• _STUDY QUESTIONS_
[a] Copy from the passage on quantum computing in finance, starting at the words "Despite the long-term" and ending after the words "such as Deloitte.".
[b] In the passage on quantum computing in finance, what do traditional computers rely on to solve some optimization problems in a reasonable amount of time?

Quantum computing can perform efficient near real-time simulations in critical areas such as pricing and risk management. Optimization models are key activities in financial institutions, aimed at determining the best investment strategy for a portfolio of assets, allocating capital, or achieving productivity improvements. Some of these optimization problems are nearly impossible for traditional computers to tackle, so approximations are used to solve the problems in a reasonable amount of time. Quantum computers could perform faster and more accurate optimizations without using any approximations.

Despite the long-term horizon, the potentially disruptive nature of this technology means that financial institutions are looking to get an early foothold in this technology by building in-house quantum research teams, expanding their existing ML COEs to include quantum computing, or engaging with partners such as Deloitte.

• _DATA FOR REVIEW_
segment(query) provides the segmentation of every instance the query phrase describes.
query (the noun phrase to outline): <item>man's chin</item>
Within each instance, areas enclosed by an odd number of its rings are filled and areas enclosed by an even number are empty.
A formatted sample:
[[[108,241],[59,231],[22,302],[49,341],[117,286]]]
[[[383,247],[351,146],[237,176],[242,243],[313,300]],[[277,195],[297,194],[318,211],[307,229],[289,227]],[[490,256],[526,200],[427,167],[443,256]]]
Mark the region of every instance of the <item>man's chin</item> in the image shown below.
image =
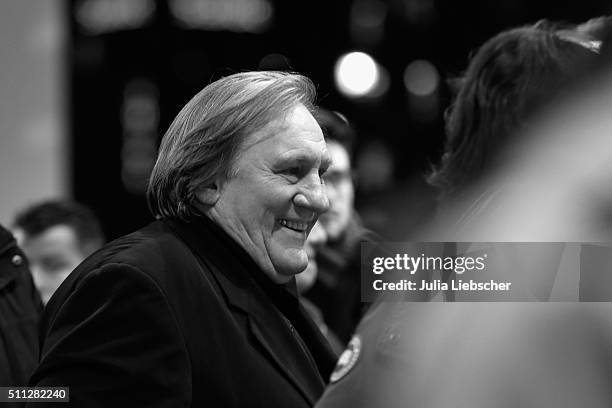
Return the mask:
[[[279,278],[285,277],[286,281],[292,276],[303,272],[308,266],[308,255],[304,249],[290,249],[282,256],[272,258],[272,265]]]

• _EXPECTED RESPONSES_
[a]
Despite the long-term horizon, the potentially disruptive nature of this technology means that financial institutions are looking to get an early foothold in this technology by building in-house quantum research teams, expanding their existing ML COEs to include quantum computing, or engaging with partners such as Deloitte.

[b] Approximations.